**PASSAGE GIVEN:**
::::

The administration of a city in Siberia has agreed to change the design for the planned renovation of a World War II memorial, after local residents complained that the drawing seemed to celebrate the flag of China rather than to honor Red Army soldiers, Russian media reported.

Images of red banners with golden stars stoked contention as they appeared during renovation works on a World War II memorial in the city of Chita, in the Zabaikalsky region, local news site ZabMedia reported Thursday. According to the site, the city administration will add a Soviet hammer and a sickle to the monument in response to the complaints.

The memorial comprises five pillars, each symbolizing a year of the war fought between the Soviet Union and Nazi Germany between 1941 and 1945. At the early stages of the ongoing renovation, the image of a red banner with a golden star was added on the side of each pillar. Locals denounced the new design as too evocative of the Chinese flag, which features four smaller stars arranged in a semi-circle and flanking a larger star, according to ZabMedia.

Local Communist leader Yuri Gaiduk called the images "open blasphemy against the memory of our forefathers," the site reported.

"There is nothing left from the previous images [on the memorial]," Gaiduk was quoted saying. "The symbol of the Soviet Union and of the victory against Nazism — the hammer and sickle — is gone. Instead of it, a single star on a red field has appeared."

Local television channel ZabTV also jumped into the fray, with one correspondent saying on the air that the images were "bewildering." According to the journalist, the perceived resemblance to the Chinese flag is "very symbolic in itself, because the renovation works are being carried out by Chinese workers, among others," ZabMedia reported.

::::

**INPUT:**
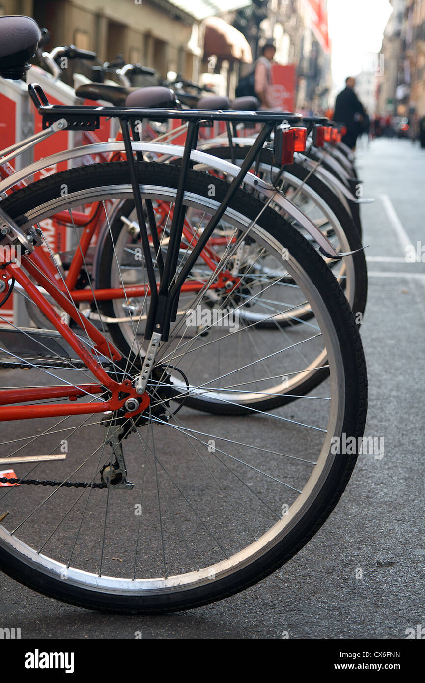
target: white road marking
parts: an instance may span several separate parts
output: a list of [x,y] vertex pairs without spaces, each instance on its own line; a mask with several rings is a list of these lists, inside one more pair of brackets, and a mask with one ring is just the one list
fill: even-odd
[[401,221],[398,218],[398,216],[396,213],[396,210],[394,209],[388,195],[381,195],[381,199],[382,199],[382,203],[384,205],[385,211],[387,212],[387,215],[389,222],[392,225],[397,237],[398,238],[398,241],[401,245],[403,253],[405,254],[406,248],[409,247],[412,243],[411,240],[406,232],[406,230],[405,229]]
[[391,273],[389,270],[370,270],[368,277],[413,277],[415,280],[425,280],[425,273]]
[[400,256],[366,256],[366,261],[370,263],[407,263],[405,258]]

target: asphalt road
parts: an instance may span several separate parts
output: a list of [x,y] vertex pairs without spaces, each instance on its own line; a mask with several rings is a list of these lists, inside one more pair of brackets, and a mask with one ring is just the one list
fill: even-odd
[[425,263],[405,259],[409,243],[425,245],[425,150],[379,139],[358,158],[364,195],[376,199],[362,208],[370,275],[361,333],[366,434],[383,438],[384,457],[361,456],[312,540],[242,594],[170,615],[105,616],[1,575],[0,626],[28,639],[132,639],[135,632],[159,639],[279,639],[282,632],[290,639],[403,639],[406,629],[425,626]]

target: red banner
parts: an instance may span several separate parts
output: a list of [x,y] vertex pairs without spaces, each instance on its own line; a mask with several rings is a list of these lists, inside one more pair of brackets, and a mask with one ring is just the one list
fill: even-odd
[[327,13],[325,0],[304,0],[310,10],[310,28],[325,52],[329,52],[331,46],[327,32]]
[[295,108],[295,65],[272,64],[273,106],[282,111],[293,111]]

::::

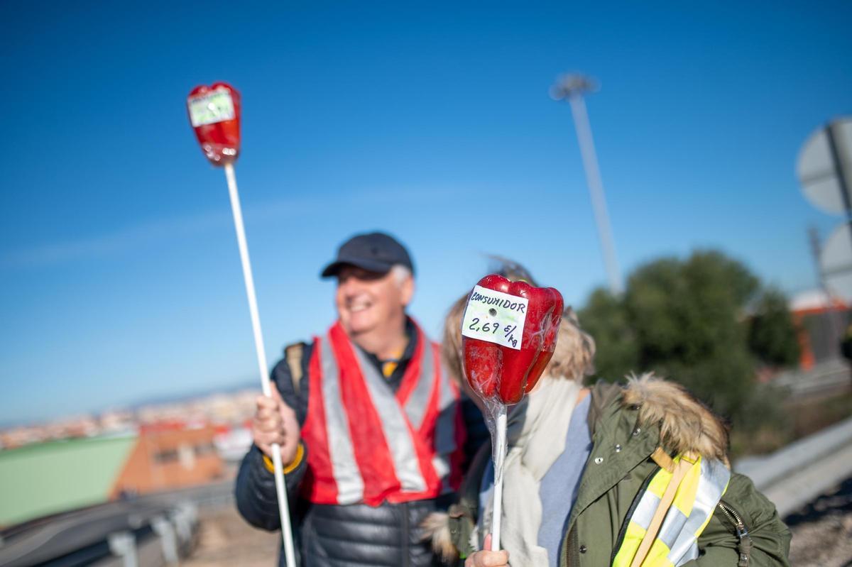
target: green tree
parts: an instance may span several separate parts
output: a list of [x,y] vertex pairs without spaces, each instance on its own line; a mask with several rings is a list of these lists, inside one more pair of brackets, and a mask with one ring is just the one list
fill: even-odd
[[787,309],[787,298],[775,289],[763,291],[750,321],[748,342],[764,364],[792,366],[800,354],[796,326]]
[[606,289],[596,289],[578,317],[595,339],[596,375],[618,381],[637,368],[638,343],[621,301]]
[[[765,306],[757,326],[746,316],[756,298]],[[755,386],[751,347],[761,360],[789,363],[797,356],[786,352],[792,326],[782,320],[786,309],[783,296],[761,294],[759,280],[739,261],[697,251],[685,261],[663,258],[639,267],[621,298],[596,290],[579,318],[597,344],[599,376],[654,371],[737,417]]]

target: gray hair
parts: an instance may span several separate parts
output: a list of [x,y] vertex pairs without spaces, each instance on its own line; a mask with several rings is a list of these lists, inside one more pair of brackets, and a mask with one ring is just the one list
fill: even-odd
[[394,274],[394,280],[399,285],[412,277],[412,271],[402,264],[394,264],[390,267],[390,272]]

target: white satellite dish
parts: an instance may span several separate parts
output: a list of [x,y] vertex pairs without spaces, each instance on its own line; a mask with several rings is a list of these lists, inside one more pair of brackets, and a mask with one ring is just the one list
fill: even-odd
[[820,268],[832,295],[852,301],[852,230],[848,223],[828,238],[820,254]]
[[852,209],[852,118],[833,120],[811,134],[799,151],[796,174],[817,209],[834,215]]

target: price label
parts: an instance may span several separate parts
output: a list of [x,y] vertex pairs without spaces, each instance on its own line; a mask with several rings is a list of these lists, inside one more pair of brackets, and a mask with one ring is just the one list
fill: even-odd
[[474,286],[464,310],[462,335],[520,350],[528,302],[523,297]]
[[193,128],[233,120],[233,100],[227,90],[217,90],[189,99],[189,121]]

::::

**WORK TO DO:**
1. In the records, rename "even-odd" to "nonzero" in the part that opens with the line containing "target: white road marking" and closes with the line containing "[[400,256],[366,256],[366,261],[370,263],[407,263],[405,258]]", and give back only those lines with nothing else changed.
2. Write what comes next in the article on the Chita war memorial, picking up after its last sentence.
These records have nothing to do with the article on the Chita war memorial.

**RESPONSES:**
1.
target: white road marking
parts: an instance may span several separate parts
output: a list of [x,y] vertex pairs without spaces, each instance on its own line; a mask with several rings is a list of these lists, inside one more pair of brackets, and a mask with one ring is just the one list
fill: nonzero
[[401,221],[398,218],[398,216],[396,213],[396,210],[394,209],[388,195],[381,195],[381,199],[382,199],[382,203],[384,205],[385,211],[387,212],[387,215],[389,222],[392,225],[397,237],[398,238],[398,241],[401,245],[403,253],[405,254],[406,248],[409,247],[412,243],[411,240],[406,232],[406,230],[405,229]]
[[391,273],[389,270],[370,270],[368,277],[413,277],[415,280],[425,280],[425,273]]
[[400,256],[366,256],[366,261],[370,263],[407,263],[405,258]]

2.
Gennady Shchukin, head of the local veterans' association, said that the architect behind the renovation had defended his project arguing that the star symbolized the Soviet victory, the site reported.

"Nobody is arguing with that, but placing a single star on a banner, without the hammer and sickle, is sure to stir trouble," Shchukin was quoted saying.

The city administration threw in the towel on Thursday, with local authorities promising the city will make the due corrections, Zabmedia reported later in the week.

"A hammer and a sickle will be additionally applied to the walls," a spokesperson for the city administration said.

While Moscow has been seeking closer ties with China amid Western sanctions over the Ukraine crisis, some Russians have displayed fear of becoming subjugated to the powerful and populous neighboring nation.

The governor of the Zabaikalsky region had proposed earlier this year to lease 150,000 hectares of land to a Chinese company for 49 years. Lawmakers and activists in Moscow protested the proposal, claiming Russia could end up losing part of its territory to China.